[Dataset records]
——————————

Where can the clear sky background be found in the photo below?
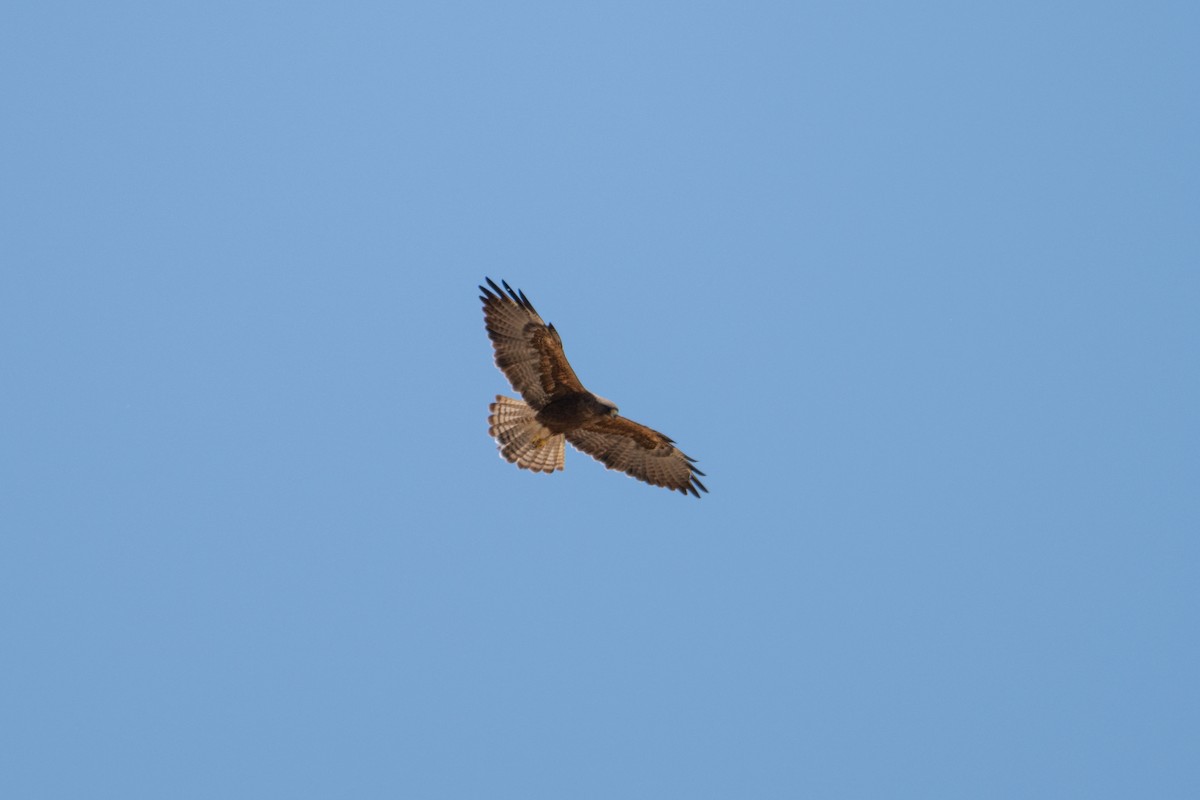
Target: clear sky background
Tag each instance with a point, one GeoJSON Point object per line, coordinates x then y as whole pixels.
{"type": "Point", "coordinates": [917, 283]}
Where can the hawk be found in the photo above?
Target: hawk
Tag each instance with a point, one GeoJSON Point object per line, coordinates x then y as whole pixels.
{"type": "Point", "coordinates": [529, 433]}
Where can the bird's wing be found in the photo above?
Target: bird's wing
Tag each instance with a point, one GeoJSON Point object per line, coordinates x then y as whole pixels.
{"type": "Point", "coordinates": [637, 451]}
{"type": "Point", "coordinates": [528, 352]}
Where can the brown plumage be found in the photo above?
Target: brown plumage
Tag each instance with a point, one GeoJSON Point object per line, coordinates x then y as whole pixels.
{"type": "Point", "coordinates": [557, 407]}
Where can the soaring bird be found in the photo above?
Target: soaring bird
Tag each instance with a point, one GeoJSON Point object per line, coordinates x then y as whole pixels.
{"type": "Point", "coordinates": [556, 407]}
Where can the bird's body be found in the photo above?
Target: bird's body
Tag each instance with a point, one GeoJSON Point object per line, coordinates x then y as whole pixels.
{"type": "Point", "coordinates": [556, 407]}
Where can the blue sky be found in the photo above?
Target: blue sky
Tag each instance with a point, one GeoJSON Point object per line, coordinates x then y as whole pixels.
{"type": "Point", "coordinates": [917, 283]}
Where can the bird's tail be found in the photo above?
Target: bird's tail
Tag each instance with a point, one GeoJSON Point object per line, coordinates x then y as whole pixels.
{"type": "Point", "coordinates": [521, 438]}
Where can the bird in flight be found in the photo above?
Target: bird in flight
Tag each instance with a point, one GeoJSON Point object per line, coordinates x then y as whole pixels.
{"type": "Point", "coordinates": [556, 407]}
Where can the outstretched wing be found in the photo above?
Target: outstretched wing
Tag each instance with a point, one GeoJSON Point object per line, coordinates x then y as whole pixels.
{"type": "Point", "coordinates": [528, 352]}
{"type": "Point", "coordinates": [637, 451]}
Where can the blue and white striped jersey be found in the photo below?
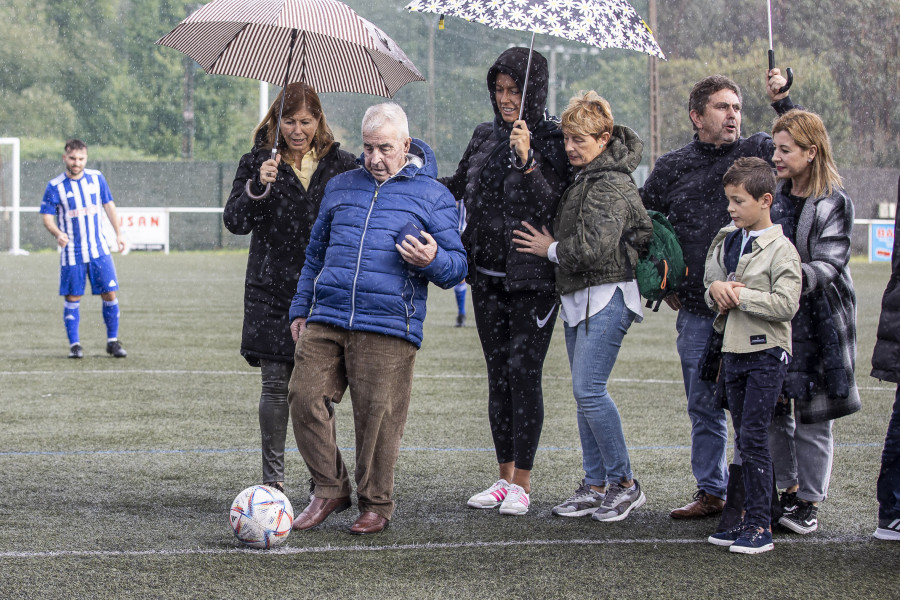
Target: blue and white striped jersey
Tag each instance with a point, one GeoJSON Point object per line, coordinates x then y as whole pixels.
{"type": "Point", "coordinates": [78, 206]}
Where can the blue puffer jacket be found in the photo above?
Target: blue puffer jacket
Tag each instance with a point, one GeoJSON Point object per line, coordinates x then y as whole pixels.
{"type": "Point", "coordinates": [353, 276]}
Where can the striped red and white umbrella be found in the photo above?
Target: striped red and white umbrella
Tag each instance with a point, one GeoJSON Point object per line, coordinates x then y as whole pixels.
{"type": "Point", "coordinates": [323, 43]}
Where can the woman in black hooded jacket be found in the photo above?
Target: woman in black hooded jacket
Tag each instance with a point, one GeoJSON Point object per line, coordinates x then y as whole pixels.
{"type": "Point", "coordinates": [513, 170]}
{"type": "Point", "coordinates": [279, 222]}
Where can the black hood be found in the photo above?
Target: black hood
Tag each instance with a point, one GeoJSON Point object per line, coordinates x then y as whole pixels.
{"type": "Point", "coordinates": [514, 62]}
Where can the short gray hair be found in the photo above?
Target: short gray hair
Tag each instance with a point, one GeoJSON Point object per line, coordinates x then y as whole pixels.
{"type": "Point", "coordinates": [379, 115]}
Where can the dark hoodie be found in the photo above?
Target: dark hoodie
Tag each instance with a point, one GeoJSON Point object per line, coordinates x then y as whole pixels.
{"type": "Point", "coordinates": [499, 197]}
{"type": "Point", "coordinates": [280, 226]}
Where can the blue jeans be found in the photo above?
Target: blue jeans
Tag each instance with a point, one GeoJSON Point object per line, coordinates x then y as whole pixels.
{"type": "Point", "coordinates": [753, 384]}
{"type": "Point", "coordinates": [889, 476]}
{"type": "Point", "coordinates": [709, 426]}
{"type": "Point", "coordinates": [273, 417]}
{"type": "Point", "coordinates": [593, 347]}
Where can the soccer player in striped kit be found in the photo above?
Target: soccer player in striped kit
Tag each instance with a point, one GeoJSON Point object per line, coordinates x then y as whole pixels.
{"type": "Point", "coordinates": [71, 212]}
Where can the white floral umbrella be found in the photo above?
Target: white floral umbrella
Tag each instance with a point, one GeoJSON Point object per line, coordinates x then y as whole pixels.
{"type": "Point", "coordinates": [600, 23]}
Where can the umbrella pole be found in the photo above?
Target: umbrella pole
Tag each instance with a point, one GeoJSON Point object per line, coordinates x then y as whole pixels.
{"type": "Point", "coordinates": [287, 72]}
{"type": "Point", "coordinates": [789, 72]}
{"type": "Point", "coordinates": [527, 73]}
{"type": "Point", "coordinates": [278, 124]}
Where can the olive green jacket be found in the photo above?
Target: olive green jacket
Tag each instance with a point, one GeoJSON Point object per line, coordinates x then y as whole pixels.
{"type": "Point", "coordinates": [601, 225]}
{"type": "Point", "coordinates": [772, 276]}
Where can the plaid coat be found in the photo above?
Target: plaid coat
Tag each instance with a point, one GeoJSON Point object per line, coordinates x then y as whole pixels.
{"type": "Point", "coordinates": [822, 238]}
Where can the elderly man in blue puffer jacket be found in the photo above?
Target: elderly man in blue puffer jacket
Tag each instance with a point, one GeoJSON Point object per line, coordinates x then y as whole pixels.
{"type": "Point", "coordinates": [359, 309]}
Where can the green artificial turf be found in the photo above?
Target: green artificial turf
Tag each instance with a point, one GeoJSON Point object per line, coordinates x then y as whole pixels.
{"type": "Point", "coordinates": [116, 475]}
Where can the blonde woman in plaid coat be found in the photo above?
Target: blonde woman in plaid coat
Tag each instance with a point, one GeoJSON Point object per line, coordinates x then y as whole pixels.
{"type": "Point", "coordinates": [824, 329]}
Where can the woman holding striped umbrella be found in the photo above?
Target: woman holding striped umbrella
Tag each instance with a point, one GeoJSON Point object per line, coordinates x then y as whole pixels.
{"type": "Point", "coordinates": [279, 223]}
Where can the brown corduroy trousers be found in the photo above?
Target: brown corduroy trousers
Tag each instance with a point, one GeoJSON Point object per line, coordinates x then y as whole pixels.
{"type": "Point", "coordinates": [378, 371]}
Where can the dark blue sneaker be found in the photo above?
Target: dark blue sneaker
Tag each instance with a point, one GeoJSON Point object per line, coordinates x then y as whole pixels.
{"type": "Point", "coordinates": [888, 529]}
{"type": "Point", "coordinates": [727, 537]}
{"type": "Point", "coordinates": [754, 540]}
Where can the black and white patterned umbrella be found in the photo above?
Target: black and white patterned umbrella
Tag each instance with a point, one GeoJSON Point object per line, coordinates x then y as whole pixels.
{"type": "Point", "coordinates": [323, 43]}
{"type": "Point", "coordinates": [600, 23]}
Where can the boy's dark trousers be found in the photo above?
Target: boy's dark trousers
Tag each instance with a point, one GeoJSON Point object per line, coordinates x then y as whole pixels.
{"type": "Point", "coordinates": [752, 386]}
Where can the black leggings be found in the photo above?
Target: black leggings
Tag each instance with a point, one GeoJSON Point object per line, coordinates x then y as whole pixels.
{"type": "Point", "coordinates": [515, 330]}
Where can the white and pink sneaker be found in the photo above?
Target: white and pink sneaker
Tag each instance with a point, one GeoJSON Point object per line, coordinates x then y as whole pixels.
{"type": "Point", "coordinates": [516, 501]}
{"type": "Point", "coordinates": [491, 497]}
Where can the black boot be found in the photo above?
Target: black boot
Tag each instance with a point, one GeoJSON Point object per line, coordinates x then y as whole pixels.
{"type": "Point", "coordinates": [733, 512]}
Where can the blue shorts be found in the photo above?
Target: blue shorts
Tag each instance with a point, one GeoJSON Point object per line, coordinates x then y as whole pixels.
{"type": "Point", "coordinates": [100, 271]}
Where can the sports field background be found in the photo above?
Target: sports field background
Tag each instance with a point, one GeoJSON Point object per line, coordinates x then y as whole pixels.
{"type": "Point", "coordinates": [116, 475]}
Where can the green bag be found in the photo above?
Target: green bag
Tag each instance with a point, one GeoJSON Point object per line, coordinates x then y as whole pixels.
{"type": "Point", "coordinates": [662, 269]}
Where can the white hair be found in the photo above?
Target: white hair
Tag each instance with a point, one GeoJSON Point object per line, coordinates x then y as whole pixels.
{"type": "Point", "coordinates": [379, 115]}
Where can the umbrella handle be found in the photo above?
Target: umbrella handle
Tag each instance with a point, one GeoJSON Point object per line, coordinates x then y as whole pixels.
{"type": "Point", "coordinates": [253, 196]}
{"type": "Point", "coordinates": [789, 73]}
{"type": "Point", "coordinates": [268, 189]}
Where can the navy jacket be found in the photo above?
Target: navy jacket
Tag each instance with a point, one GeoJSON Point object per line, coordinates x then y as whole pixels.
{"type": "Point", "coordinates": [354, 277]}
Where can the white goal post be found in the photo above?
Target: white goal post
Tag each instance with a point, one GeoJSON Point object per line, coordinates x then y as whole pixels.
{"type": "Point", "coordinates": [11, 191]}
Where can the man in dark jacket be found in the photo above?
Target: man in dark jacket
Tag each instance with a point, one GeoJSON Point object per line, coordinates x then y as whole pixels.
{"type": "Point", "coordinates": [359, 309]}
{"type": "Point", "coordinates": [886, 366]}
{"type": "Point", "coordinates": [686, 186]}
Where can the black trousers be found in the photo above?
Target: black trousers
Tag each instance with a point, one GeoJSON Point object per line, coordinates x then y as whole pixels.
{"type": "Point", "coordinates": [515, 330]}
{"type": "Point", "coordinates": [753, 384]}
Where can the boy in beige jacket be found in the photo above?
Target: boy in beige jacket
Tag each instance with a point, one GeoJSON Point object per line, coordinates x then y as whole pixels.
{"type": "Point", "coordinates": [752, 280]}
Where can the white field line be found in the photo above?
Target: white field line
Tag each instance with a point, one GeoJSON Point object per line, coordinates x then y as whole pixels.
{"type": "Point", "coordinates": [256, 373]}
{"type": "Point", "coordinates": [395, 547]}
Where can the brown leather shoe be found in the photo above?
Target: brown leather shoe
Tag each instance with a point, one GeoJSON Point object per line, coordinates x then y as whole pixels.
{"type": "Point", "coordinates": [369, 522]}
{"type": "Point", "coordinates": [704, 505]}
{"type": "Point", "coordinates": [318, 510]}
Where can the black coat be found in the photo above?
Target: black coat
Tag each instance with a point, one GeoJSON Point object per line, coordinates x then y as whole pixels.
{"type": "Point", "coordinates": [279, 226]}
{"type": "Point", "coordinates": [886, 357]}
{"type": "Point", "coordinates": [499, 197]}
{"type": "Point", "coordinates": [686, 186]}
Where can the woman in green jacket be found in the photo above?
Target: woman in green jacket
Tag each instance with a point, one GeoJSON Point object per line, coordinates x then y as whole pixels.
{"type": "Point", "coordinates": [600, 229]}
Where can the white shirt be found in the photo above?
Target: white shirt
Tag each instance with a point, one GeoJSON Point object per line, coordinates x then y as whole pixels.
{"type": "Point", "coordinates": [574, 307]}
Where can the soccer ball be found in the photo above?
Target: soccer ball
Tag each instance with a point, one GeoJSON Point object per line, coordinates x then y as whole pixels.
{"type": "Point", "coordinates": [261, 517]}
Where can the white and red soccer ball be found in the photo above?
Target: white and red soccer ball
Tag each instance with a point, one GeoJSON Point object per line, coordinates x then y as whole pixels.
{"type": "Point", "coordinates": [261, 517]}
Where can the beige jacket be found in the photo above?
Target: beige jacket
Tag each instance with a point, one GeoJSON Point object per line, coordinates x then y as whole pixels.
{"type": "Point", "coordinates": [772, 276]}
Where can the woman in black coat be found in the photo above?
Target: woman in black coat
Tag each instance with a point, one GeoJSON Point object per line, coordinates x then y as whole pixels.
{"type": "Point", "coordinates": [276, 201]}
{"type": "Point", "coordinates": [514, 170]}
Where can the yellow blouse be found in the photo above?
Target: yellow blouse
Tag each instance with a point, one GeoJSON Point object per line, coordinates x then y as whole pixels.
{"type": "Point", "coordinates": [308, 165]}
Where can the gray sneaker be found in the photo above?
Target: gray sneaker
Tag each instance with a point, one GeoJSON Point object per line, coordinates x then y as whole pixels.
{"type": "Point", "coordinates": [583, 502]}
{"type": "Point", "coordinates": [619, 502]}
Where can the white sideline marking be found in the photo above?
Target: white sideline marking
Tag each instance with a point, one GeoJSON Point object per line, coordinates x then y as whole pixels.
{"type": "Point", "coordinates": [394, 547]}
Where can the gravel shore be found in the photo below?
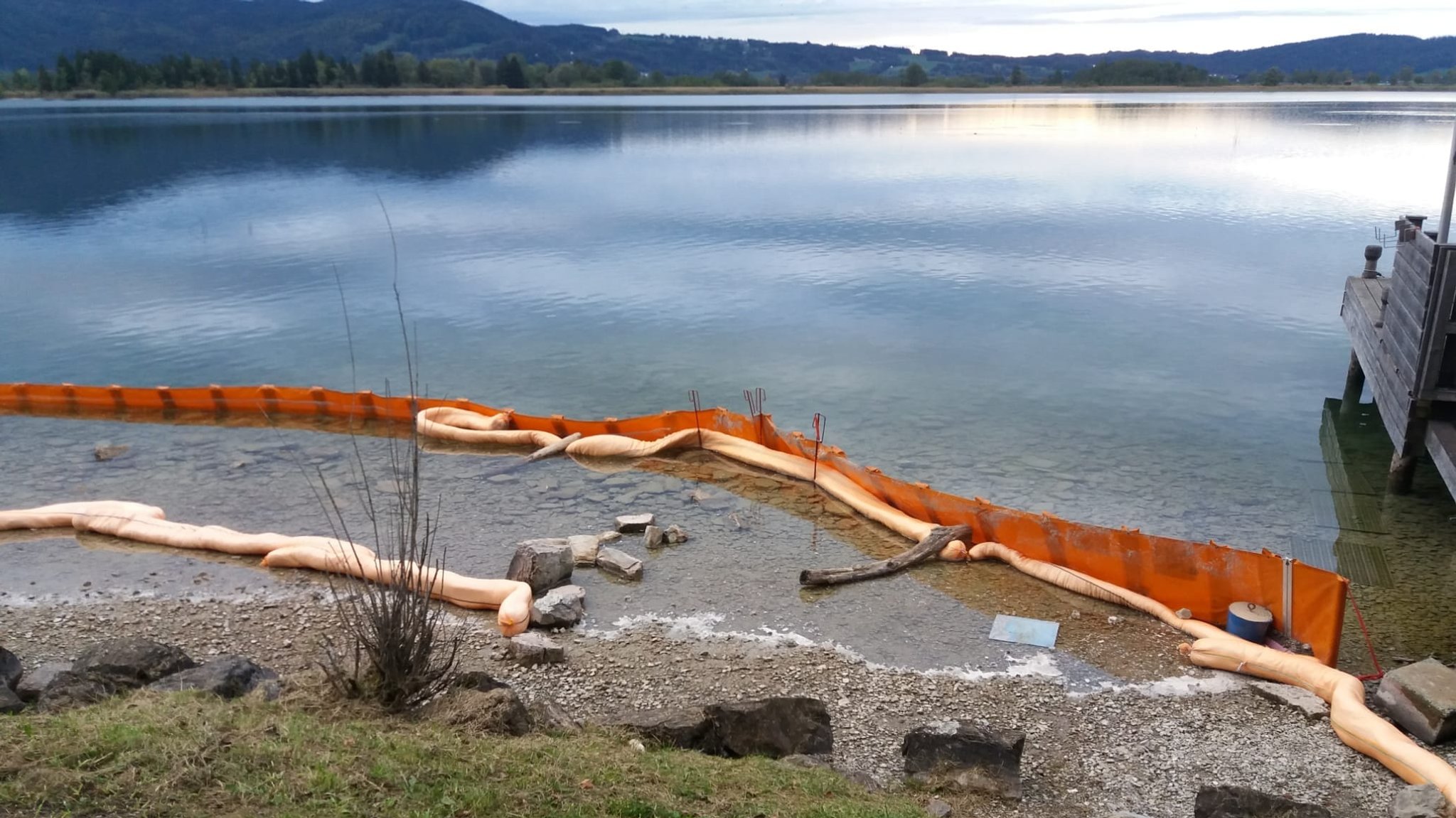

——————————

Problem:
Please locate every line in the records that contains the word "hawk", and copy each of those lines.

Exercise response:
Where can the hawk be found in the photo above?
Target: hawk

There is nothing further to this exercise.